++++ Supplied material
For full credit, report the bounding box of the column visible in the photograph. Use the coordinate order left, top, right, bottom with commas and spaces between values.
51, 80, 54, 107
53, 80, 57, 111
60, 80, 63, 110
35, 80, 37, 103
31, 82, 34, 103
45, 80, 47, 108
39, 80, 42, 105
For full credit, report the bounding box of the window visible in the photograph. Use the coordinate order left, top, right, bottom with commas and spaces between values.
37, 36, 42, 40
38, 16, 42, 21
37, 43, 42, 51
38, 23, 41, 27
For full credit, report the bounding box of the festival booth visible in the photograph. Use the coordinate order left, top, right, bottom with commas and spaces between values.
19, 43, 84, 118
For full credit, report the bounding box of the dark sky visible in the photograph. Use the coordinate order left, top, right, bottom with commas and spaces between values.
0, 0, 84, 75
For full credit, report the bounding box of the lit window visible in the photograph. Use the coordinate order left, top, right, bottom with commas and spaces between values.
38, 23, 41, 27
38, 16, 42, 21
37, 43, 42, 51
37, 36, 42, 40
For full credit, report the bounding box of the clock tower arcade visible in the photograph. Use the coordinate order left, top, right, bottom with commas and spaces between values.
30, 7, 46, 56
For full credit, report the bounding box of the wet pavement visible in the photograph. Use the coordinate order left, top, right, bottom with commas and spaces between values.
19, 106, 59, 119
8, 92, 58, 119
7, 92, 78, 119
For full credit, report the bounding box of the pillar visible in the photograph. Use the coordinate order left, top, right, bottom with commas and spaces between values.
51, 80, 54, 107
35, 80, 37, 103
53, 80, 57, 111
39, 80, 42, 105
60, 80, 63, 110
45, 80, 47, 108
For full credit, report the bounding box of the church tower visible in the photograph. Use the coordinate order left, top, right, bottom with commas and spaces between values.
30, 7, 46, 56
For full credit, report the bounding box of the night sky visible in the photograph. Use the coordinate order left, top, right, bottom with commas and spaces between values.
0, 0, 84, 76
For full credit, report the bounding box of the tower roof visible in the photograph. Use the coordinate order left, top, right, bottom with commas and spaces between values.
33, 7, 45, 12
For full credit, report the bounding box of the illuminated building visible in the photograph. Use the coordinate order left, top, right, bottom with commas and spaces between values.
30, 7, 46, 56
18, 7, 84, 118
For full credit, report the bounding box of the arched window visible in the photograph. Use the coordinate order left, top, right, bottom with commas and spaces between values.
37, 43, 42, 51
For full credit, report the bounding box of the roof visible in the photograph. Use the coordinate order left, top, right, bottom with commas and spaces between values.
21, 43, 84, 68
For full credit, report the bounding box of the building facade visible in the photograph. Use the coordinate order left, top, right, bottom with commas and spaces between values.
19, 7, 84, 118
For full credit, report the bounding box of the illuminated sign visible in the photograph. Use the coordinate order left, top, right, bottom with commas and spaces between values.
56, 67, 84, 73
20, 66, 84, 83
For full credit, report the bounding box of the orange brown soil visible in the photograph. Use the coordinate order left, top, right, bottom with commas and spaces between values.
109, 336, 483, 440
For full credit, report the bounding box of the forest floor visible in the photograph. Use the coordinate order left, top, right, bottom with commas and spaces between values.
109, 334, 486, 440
++++++++
• [Task]:
Take the lines above from the one holding "For full credit, report the bounding box of the forest" to the last and output them exactly.

• [Answer section]:
For full credit, report the bounding box of the forest floor visible in the photograph. Use the coordinate order left, top, right, bottom with commas and spaces between values.
109, 334, 486, 440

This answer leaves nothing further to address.